* _What is required_
Could you output each line of the data that follows exactly?

* _Source records_
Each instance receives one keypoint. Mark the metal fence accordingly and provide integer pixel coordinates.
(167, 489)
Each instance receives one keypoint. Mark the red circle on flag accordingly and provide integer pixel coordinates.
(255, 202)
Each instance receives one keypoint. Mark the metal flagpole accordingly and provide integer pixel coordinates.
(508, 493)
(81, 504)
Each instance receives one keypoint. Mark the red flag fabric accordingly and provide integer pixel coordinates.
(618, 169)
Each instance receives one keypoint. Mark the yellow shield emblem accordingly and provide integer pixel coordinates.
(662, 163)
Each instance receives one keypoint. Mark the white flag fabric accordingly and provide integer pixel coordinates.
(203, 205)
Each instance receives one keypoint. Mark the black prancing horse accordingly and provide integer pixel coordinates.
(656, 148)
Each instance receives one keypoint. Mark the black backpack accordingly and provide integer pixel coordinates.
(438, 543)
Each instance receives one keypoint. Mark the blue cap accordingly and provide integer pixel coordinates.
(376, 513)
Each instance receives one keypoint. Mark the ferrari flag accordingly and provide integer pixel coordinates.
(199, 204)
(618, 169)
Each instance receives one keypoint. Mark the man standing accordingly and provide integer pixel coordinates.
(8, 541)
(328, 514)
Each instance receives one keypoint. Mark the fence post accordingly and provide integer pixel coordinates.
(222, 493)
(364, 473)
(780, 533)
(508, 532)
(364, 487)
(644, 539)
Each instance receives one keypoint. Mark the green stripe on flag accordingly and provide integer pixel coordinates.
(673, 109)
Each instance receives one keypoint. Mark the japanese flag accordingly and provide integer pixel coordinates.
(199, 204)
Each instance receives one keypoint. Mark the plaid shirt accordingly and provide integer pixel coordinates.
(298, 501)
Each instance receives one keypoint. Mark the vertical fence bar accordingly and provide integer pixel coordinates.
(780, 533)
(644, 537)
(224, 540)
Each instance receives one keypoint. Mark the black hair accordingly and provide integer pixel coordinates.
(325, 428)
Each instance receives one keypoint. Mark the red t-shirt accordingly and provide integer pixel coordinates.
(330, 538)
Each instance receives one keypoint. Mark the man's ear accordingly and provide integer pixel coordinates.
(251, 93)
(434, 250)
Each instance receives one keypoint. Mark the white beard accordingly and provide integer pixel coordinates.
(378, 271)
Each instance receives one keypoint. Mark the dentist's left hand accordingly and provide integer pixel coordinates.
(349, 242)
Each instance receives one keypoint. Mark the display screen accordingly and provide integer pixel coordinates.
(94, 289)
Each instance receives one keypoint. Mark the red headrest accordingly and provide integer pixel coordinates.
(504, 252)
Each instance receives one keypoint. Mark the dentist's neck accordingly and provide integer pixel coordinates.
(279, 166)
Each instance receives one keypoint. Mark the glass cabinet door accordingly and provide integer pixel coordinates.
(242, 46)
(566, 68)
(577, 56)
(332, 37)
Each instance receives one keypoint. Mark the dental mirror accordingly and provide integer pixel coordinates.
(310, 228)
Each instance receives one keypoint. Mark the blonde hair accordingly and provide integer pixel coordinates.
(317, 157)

* _Response below_
Each instance receives one keypoint. Mark the metal fence accordingly and provide integer pixel coordinates.
(167, 489)
Each instance receives one keypoint. Mark the red circle on flag accordingly and provide integer pixel coordinates.
(255, 202)
Each instance receives one keypoint. Mark the metal flagpole accordingly and provide integer pixel coordinates.
(508, 493)
(81, 504)
Each instance receives one keypoint. Mark the red flag fabric accordingly and provide integer pixel coordinates.
(618, 169)
Each instance receives one keypoint. Mark the yellow shield emblem accordingly and provide integer pixel coordinates.
(662, 163)
Each instance receives one keypoint. Mark the white flag fabric accordingly and provide integer pixel coordinates.
(203, 205)
Each instance receives one keypoint. Mark the black prancing horse accordingly and provide integer pixel coordinates.
(656, 148)
Each instance receives one keypoint. Mark the black backpack accordingly and provide integer pixel coordinates.
(438, 543)
Each instance receives one keypoint. Mark the blue cap accordingly and provide integer pixel coordinates.
(376, 513)
Each instance receives one keypoint. Mark the ferrari flag accordingly and provide integer pixel coordinates.
(199, 204)
(618, 169)
Each instance receives one keypoint. Mark the man standing accordingly and provide integer pixel coordinates.
(8, 541)
(328, 514)
Each instance receives one keypoint. Mark the fence post accordingly and provide integer pixel coordinates.
(222, 493)
(364, 473)
(780, 533)
(508, 532)
(364, 487)
(644, 539)
Each instance receives one keypoint. Mark the green stripe on flag accordingly and provide integer pixel coordinates.
(673, 109)
Each instance receives one keypoint. Mark the japanese flag accordingly and provide integer pixel coordinates.
(199, 204)
Each instance receives one keypoint. Mark the plaid shirt accordingly and provide integer pixel coordinates.
(298, 501)
Each instance receives one keypoint. Mark the vertical fence bar accordingly and provide integer pixel coordinates.
(780, 533)
(644, 537)
(224, 540)
Each instance receives one keypoint. Mark the black hair accordingly and provide integer pixel coordinates.
(325, 428)
Each instance receives one keypoint. Mark the red t-shirt accordingly and provide integer pixel coordinates.
(330, 538)
Each instance receives one keypoint. Mark the man's ear accordingly and provide integer pixel coordinates.
(251, 93)
(434, 250)
Each instance receives one keypoint. Mark the white beard accordingly and provide integer pixel coordinates.
(378, 271)
Each instance receives one keypoint. Mark the dentist's left hand accordingly and provide integer pixel coordinates.
(349, 242)
Each instance receives one keypoint. Mark the display screen accordingly and provide integer pixel coordinates.
(94, 289)
Each instance receives one keypoint. Mark the red headrest accordingly and provide integer pixel coordinates.
(504, 252)
Each instance receives one keypoint. Mark the dentist's neck accordingly and provide integer pixel coordinates.
(279, 166)
Each instance receives one keypoint. Mark the glass cabinet door accordingly and provide integer pixel coordinates.
(242, 46)
(566, 68)
(577, 56)
(332, 37)
Each instance receives one keypoint. Mark the dental mirror accordingly and provide integer pixel coordinates.
(310, 228)
Each instance receives one keypoint. Mark the blonde hair accordingly and provide integer pixel coordinates.
(317, 157)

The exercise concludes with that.